Can you pull out every line from the very start of the items through the line that contains "159 334 211 386", copying each one unchanged but leaving the pictures out?

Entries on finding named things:
>>>
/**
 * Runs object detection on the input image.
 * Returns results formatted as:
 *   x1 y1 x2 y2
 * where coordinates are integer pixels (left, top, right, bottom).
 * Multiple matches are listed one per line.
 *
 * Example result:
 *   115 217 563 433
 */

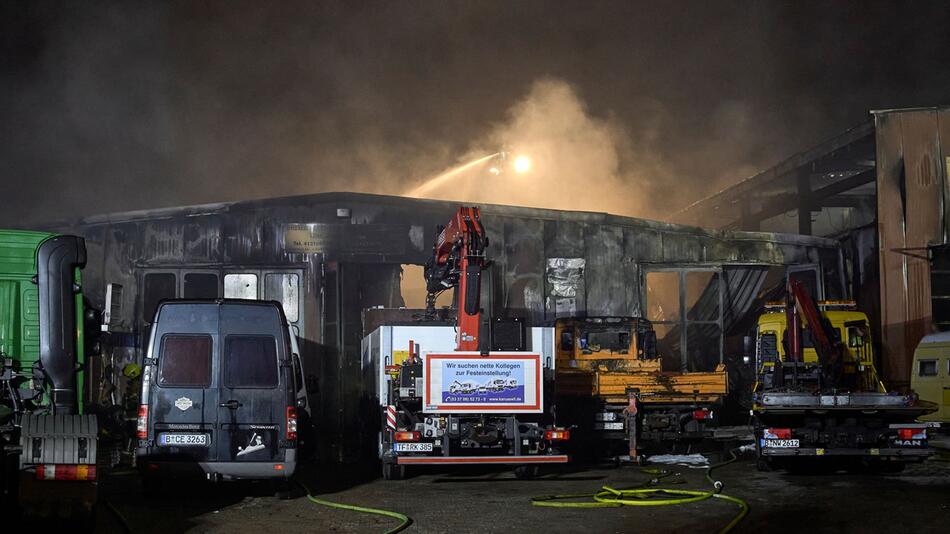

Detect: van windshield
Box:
224 336 278 388
159 334 211 386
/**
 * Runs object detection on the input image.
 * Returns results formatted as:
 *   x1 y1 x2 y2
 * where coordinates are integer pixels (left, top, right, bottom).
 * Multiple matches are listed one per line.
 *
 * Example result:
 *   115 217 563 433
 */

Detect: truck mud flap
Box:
20 415 99 469
762 448 933 459
396 454 568 465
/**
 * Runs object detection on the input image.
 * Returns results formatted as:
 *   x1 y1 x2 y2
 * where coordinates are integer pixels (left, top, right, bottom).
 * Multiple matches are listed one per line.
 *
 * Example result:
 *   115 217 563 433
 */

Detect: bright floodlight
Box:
515 156 531 174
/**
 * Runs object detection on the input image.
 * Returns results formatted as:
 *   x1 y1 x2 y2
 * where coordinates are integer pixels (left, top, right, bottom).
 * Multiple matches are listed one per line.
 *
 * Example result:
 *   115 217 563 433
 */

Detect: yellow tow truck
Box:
752 280 936 471
555 317 729 461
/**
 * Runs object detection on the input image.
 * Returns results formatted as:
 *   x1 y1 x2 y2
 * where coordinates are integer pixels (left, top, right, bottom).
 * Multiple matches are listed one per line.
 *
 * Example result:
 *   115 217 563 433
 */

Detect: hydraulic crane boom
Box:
425 207 488 351
785 279 843 387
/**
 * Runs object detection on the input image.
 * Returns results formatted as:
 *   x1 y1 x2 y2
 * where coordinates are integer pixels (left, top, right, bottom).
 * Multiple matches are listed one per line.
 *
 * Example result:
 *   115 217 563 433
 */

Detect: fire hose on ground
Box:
298 482 412 534
531 449 749 534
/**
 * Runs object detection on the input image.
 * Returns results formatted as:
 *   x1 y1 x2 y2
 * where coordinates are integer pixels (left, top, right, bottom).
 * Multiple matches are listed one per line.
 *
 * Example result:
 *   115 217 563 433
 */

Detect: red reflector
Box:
135 404 148 439
36 464 96 480
285 406 297 441
393 432 421 441
765 428 792 439
544 428 571 441
897 428 927 439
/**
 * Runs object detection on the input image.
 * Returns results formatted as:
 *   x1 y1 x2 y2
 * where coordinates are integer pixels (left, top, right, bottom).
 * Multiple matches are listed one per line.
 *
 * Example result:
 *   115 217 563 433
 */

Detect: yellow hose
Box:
299 483 412 534
531 450 749 534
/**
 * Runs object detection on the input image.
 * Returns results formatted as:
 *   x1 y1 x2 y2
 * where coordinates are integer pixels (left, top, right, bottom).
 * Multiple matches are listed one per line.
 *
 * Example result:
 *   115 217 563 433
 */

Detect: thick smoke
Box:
0 0 950 227
410 79 668 215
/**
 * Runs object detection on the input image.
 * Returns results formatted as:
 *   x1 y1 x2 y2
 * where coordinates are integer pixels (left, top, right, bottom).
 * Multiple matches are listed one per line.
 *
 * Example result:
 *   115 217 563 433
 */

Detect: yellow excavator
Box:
555 317 729 461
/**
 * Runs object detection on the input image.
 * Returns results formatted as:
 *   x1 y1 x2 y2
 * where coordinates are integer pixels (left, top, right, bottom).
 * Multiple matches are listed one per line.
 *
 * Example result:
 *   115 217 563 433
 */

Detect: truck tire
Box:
515 465 538 480
383 462 406 480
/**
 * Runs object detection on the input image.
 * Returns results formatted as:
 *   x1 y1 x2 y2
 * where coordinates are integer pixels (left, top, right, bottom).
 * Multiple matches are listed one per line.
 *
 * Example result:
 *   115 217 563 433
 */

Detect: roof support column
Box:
795 166 812 235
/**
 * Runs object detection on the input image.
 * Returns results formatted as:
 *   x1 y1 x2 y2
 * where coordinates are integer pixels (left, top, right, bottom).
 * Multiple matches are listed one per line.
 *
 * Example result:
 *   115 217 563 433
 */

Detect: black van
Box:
136 300 308 486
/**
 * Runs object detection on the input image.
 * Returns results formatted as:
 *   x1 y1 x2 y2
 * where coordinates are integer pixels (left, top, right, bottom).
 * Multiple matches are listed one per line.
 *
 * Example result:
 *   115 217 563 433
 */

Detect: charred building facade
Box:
672 106 950 386
55 193 849 461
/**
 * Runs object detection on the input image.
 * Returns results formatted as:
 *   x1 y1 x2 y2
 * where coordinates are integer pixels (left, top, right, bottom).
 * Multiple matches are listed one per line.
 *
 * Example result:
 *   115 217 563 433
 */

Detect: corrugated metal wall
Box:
875 109 950 386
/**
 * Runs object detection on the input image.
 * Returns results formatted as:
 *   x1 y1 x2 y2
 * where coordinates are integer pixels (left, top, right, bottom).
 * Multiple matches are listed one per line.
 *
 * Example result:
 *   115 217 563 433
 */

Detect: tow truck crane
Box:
362 207 570 479
752 279 937 471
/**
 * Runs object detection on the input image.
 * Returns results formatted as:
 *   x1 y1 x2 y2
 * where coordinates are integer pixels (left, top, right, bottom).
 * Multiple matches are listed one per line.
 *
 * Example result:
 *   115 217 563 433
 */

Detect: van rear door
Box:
151 305 219 461
218 304 293 462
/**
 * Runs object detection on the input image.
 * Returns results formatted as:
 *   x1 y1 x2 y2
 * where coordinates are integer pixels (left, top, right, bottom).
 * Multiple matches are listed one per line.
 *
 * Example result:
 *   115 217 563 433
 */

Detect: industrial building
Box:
55 193 846 461
672 106 950 386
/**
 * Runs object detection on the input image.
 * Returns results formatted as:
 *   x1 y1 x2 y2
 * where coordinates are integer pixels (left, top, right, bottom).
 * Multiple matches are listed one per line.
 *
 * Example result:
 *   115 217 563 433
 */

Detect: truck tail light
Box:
544 428 571 441
135 404 148 439
284 406 297 441
897 428 927 439
393 431 420 441
764 428 792 439
36 464 96 480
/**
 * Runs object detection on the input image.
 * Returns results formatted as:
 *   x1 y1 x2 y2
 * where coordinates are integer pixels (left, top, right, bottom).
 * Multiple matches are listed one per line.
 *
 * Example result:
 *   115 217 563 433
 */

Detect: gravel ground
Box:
97 455 950 534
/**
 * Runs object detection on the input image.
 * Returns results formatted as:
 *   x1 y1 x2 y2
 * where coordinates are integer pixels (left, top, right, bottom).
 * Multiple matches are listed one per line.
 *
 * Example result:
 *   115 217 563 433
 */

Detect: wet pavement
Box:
97 452 950 534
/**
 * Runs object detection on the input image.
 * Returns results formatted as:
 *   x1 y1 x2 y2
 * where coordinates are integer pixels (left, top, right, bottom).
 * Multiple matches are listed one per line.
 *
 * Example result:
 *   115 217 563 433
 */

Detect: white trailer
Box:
362 325 570 479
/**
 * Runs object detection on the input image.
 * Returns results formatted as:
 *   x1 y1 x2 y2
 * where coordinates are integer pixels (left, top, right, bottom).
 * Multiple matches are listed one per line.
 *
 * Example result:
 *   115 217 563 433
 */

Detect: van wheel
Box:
142 475 165 498
515 465 538 480
383 462 406 480
274 480 295 501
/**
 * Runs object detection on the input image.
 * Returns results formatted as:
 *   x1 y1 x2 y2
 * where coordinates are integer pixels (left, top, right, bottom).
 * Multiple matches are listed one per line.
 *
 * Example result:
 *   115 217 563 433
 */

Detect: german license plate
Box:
393 443 432 452
765 439 798 449
158 434 211 447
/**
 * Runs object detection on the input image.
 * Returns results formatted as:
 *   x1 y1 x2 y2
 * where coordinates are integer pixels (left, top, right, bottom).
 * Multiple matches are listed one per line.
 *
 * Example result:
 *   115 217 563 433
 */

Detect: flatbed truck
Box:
555 317 729 461
752 280 937 471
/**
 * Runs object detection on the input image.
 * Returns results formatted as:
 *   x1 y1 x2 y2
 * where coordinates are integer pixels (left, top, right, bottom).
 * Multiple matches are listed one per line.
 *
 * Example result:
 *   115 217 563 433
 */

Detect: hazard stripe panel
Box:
396 454 568 464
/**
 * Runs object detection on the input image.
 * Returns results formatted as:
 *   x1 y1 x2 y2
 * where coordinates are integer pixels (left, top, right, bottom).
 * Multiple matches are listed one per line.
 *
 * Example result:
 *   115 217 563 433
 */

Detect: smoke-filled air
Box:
406 79 665 215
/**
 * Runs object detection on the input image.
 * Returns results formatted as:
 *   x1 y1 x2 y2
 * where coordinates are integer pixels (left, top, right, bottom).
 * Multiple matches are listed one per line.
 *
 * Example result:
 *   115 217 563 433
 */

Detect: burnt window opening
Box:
264 273 300 323
645 268 723 371
182 273 218 299
142 273 178 323
224 273 257 300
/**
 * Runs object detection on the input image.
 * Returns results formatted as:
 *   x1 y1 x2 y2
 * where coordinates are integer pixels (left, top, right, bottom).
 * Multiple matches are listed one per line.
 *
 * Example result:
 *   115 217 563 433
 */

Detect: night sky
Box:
0 0 950 227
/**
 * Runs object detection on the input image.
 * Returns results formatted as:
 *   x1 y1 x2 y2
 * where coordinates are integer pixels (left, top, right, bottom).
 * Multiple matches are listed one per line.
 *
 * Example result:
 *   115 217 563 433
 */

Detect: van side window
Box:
224 336 278 388
917 360 937 376
158 334 211 387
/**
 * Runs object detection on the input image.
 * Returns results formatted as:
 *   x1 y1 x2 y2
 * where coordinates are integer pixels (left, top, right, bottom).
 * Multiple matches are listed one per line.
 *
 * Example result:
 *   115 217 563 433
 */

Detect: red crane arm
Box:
425 206 488 351
785 279 844 385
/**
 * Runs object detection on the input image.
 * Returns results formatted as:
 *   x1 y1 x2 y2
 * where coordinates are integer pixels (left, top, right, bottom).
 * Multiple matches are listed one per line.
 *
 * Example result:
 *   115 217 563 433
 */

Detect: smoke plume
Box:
410 79 668 215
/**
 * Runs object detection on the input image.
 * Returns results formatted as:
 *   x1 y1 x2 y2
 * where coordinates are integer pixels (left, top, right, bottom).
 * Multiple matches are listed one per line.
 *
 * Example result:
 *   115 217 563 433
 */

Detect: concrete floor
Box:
96 453 950 534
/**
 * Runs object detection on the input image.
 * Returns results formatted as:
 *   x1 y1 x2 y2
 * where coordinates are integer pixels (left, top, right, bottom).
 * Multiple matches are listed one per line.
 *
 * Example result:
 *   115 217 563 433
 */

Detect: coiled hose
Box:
531 449 749 534
298 482 412 534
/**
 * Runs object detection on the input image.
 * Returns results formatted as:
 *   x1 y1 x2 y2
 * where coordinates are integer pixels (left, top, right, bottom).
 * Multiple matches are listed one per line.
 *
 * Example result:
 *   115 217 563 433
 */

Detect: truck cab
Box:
752 298 934 471
555 317 729 459
910 332 950 423
137 300 307 486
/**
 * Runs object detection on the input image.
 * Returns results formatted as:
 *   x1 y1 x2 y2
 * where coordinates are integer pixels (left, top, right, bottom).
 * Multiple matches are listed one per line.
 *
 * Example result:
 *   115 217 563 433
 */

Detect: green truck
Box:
0 230 98 517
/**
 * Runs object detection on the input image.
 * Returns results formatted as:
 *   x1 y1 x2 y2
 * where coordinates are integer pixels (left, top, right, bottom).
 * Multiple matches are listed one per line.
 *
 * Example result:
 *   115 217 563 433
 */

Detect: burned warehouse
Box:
44 193 847 461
<<<
TASK SOLUTION:
/**
 * Runs object detection on the input image.
 * Returns results formatted as:
 *   x1 y1 x2 y2
 * where coordinates are integer pixels (left, top, right, bottom).
 * Multiple matches are listed one per line.
 *
 * Example result:
 *   115 217 563 433
 */


Detect: van windshield
Box:
224 336 278 388
159 334 211 386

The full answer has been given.